__WHAT YOU HAVE TO DO__
Find each line in the block of data below that contains the word "help", and copy every one of those lines.

— begin ENTRIES SHOWN —

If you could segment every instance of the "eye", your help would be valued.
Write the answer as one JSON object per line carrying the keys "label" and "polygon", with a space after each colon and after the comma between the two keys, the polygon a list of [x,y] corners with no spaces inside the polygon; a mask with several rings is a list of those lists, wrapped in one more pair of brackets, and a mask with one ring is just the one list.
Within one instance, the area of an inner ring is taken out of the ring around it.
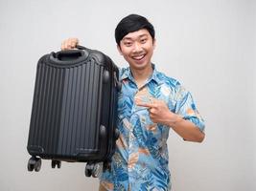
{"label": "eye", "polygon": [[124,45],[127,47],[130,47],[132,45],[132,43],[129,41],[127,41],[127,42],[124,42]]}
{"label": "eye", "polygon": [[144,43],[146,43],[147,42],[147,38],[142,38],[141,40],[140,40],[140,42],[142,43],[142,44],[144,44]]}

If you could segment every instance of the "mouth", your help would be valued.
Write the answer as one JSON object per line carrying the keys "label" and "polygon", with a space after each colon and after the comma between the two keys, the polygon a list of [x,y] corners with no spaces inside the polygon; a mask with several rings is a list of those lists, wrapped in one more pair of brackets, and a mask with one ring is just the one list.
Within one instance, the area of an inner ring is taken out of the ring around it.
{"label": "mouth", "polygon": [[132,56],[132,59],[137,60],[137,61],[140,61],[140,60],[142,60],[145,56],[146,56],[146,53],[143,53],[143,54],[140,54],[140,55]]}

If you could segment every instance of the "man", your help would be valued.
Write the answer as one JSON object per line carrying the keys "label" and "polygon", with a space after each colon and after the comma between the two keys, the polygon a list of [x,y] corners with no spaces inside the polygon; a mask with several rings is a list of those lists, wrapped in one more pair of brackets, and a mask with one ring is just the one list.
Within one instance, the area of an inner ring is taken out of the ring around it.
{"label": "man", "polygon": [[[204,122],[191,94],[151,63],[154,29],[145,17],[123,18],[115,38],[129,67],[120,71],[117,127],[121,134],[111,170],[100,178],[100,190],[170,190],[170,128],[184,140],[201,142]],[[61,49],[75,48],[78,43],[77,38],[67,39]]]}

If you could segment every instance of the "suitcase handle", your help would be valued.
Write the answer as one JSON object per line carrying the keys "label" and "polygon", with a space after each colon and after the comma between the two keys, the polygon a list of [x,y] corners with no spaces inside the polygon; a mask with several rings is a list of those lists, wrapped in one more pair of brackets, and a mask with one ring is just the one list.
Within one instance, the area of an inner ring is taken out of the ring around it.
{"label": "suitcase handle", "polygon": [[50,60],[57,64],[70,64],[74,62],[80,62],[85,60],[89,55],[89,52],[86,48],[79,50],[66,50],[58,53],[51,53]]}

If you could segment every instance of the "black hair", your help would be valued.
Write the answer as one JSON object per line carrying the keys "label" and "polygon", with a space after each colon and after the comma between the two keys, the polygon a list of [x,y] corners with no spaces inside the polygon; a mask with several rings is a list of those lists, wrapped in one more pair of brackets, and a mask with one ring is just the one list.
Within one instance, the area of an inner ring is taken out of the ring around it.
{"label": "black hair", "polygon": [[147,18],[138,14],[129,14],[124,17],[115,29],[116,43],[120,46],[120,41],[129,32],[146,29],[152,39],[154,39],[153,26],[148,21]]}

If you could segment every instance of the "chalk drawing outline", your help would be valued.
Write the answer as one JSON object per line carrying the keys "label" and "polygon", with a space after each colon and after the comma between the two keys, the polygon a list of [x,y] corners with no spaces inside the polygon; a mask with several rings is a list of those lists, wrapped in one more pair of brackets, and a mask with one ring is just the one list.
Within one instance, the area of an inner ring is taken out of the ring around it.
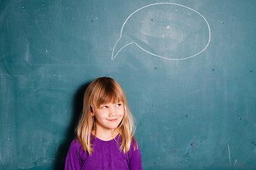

— end ENTRIES SHOWN —

__FULL SOLUTION__
If you could segment every instance of the "eye", your help would be valued.
If you could segment every instance of the "mouth", your help would be valued.
If you could segment every instance of the "man", your help would be valued.
If you could segment every instance of the "suitcase handle", your help would be valued.
If you could segment every instance of the "black hair", your help would be valued.
If you could segment every instance of the "chalk drawing outline", your help would be valued.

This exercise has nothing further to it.